Gujarat High Court High Court

Seju Pravinkumar Arajanbhai vs State Of Gujarat on 3 January, 2005

Gujarat High Court
Seju Pravinkumar Arajanbhai vs State Of Gujarat on 3 January, 2005
Equivalent citations: (2005) 2 GLR 1074
Author: K Jhaveri
Bench: K Jhaveri


JUDGMENT

K.S. Jhaveri, J.

1. The petitioner before this Court is a victim of an arbitrary action of a Committee which has not only ruined his career in service but has also ignored the fact that for further studies the petitioner has mortgaged his property in order to pay up his tution fees. On account of the said arbitrariness, the survival of the petitioner is at stake. In this background, the matter was heard during vacation with the consent of the parties as a special case.

2. The petitioner herein has preferred this petition in order to quash and set aside the orders passed by the respondent authorities dated 10/08/2004 and 12/08/2004 cancelling the admission of the petitioner in B.Ed. Course at Annexure-G Coll. to the petition.

3. The facts of the case are that on 01/04/2004 respondent No. 2 University had published an Advertisement for admissions to B.Ed. Course for the Academic Year commencing from June 2004. On 23/04/2004 the petitioner applied for the same as he was possessing the necessary qualifications. On 13/07/2004 the respondent University declared the list of selected candidates wherein the petitioner was covered in 10 % reserved quota of fresh candidates in SC category, at Annexure-B to the petition.

4. It is the case of the petitioner that on 11/05/2004, the respondent University issued Code Card to the petitioner after scrutiny and re-checking of the Form and on 20/05/2004 the petitioner requested the Committee of the respondent University for the correction of the mistakes in the Code Card issued to him. Subsequently, the petitioner received call letter dated 13/07/2004 from B.Ed. Admission Cell of the respondent University and he was informed to remain present for interview on 18/07/2004 with the relevant documents by call letter dated 13/07/2004, at Annexure-C to the petition.

5. Accordingly, on 18/07/2004 the petitioner remained present before the Committee of the respondent authorities and was selected for B.Ed. Course for the Academic Year 2004-2005. On 21/07/2004 the petitioner paid an amount of Rs. 20,000.00 towards term fees etc. to respondent No. 3 College and the College issued Receipt dated 22/07/2004 towards the payment of the said fees.

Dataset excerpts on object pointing
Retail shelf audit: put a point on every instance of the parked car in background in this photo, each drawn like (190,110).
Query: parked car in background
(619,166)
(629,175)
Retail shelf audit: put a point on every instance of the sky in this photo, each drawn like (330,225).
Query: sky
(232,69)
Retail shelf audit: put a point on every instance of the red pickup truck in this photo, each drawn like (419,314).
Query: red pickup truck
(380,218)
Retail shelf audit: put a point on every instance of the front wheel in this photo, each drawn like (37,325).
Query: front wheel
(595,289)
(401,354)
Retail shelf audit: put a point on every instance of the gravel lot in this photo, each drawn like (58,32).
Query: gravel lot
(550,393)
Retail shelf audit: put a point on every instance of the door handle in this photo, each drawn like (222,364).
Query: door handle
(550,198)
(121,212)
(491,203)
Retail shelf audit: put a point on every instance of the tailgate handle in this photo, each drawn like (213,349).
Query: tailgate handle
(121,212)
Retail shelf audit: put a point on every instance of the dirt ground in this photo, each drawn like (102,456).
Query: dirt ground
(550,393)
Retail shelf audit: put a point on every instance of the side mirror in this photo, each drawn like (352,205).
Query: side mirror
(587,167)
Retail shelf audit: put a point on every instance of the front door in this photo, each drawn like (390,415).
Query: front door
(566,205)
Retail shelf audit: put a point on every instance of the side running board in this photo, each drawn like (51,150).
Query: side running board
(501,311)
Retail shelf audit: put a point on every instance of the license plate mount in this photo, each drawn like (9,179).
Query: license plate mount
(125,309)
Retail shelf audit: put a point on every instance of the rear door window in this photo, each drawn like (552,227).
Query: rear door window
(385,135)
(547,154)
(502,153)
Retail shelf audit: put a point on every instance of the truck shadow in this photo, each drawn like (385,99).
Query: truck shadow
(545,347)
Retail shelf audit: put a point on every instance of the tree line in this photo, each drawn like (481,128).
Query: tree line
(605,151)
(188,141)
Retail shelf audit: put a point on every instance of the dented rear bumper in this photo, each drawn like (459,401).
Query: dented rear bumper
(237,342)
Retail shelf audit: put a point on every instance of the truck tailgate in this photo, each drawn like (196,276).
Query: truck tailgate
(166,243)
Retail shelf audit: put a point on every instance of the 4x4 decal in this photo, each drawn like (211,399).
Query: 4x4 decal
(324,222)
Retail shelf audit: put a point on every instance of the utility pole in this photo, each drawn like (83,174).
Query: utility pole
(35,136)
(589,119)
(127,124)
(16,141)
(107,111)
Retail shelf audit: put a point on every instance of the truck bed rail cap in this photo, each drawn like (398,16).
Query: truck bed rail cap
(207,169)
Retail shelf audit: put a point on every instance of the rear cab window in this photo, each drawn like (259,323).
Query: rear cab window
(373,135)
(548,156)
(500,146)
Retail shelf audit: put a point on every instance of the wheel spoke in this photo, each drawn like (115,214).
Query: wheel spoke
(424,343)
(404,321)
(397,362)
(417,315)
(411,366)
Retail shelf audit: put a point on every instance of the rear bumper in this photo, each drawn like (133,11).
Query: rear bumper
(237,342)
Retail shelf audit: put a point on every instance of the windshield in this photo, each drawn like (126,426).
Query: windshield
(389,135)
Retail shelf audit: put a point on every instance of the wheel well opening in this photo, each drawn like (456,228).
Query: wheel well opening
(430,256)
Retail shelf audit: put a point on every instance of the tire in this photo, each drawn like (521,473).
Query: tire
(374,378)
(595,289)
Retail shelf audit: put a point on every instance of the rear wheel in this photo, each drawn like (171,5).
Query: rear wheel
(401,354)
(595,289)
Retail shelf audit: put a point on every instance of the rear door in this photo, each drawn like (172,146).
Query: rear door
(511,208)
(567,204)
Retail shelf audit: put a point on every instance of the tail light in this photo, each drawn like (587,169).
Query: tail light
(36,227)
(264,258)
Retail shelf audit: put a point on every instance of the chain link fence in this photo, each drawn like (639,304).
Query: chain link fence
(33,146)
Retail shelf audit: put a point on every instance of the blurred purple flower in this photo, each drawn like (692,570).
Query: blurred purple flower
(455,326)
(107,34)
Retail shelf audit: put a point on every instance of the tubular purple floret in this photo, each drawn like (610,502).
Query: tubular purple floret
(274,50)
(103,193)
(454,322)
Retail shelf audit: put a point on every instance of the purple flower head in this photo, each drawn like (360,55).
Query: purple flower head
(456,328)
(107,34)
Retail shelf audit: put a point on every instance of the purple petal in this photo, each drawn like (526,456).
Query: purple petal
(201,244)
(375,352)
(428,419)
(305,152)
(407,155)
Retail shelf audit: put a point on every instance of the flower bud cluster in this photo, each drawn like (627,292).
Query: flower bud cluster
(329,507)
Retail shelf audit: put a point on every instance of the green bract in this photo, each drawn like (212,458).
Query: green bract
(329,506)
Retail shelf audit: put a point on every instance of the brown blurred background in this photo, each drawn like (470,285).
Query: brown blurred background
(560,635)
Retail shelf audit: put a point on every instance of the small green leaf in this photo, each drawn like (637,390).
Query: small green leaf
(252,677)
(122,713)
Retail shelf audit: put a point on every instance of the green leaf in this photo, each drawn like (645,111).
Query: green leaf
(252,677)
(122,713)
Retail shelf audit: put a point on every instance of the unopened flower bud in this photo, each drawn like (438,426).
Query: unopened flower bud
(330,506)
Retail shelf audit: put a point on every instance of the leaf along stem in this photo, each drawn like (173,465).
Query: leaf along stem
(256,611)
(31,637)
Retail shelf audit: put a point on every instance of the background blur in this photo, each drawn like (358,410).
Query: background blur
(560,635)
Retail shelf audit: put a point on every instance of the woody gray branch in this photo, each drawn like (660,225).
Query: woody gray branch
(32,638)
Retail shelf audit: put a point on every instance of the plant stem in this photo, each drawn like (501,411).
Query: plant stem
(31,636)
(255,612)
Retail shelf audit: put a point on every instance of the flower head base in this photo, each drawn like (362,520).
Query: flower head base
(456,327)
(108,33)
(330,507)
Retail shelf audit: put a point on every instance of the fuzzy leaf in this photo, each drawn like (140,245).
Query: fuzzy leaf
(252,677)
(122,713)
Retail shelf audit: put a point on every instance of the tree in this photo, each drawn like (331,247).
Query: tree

* **Exercise directions**: Carry on the Gujarat High Court judgment on the cancelled B.Ed. admission from the point where it stops. The entries are separate material and have no connection to the court judgment.

* **Result below**:
6. As studies for the said Course in the respondent College commenced on 26/07/2004, on 31/07/2004 the petitioner resigned from his service. By communication dated 10/08/2004, to the utter shock of the petitioner, he was informed by the respondent College that his admission to B.Ed. Course was cancelled. Feeling aggrieved by the said order, the petitioner issued Notice dated 12/08/2004 through his Advocate to respondents No. 2 & 3 herein. By letter dated 12/08/2004, at Annexure-G to the petition, the petitioner was informed by respondent No. 3 College that in pursuance of communication dated 10/08/2004 received from the respondent University, the admission of the petitioner has been cancelled as per the B.Ed. Admission Rules. Hence, this petition.

7. Mr. M.H. Rathod learned advocate for the petitioner has submitted that the impugned orders passed by the respondent authorities are violative of the principles of natural justice inasmuch as they have been passed without hearing and without issuing any notice to the petitioner. He has contented that the petitioner was having the necessary qualifications as required in the Advertisement published by the respondent University for admission to the said Course and was accordingly granted admission for the said Course after conducting interview and after verifying the necessary documents.

8. Mr. Rathod has further contended that the admission of the petitioner would be governed by Rule 2(A) read with Rule 6 of the B.Ed. Admission Rules. He has submitted that Rule 2(A) of the B.Ed. Admission Rules provided that a candidate who has passed M.A. with Economics is eligible to get admission in Economics or Sociology as per the availability of seats. He has submitted that Rule 4 is applicable to candidates who have secured admission in the General Category and not in the Reserved Category. Therefore, the petitioner was entitled for admission to B.Ed. Course as he belonged to the Reserved Category and had opted the subject of Sociology.

9. Mr. Rathod for the petitioner has further contended that on receipt of the first communication dated 11/05/2004, the petitioner had pointed out to the respondent authority the mistakes in the Code Card that was issued to the petitioner vide his letter dated 20/05/2004. In spite of the above letter, the respondent authorities had granted admission to the petitioner in the said Course, and therefore, it is now not open for the respondents to punish the petitioner for their own mistakes. He has further contended that the petitioner was forcefully thrown out of the respondent College and by threatening him, his signatures were obtained on certain blank vouchers and documents. As per the advise of his Advocate, the petitioner had applied to the Committee of the respondent University for getting the copies of the documents, but the same were not supplied to the petitioner.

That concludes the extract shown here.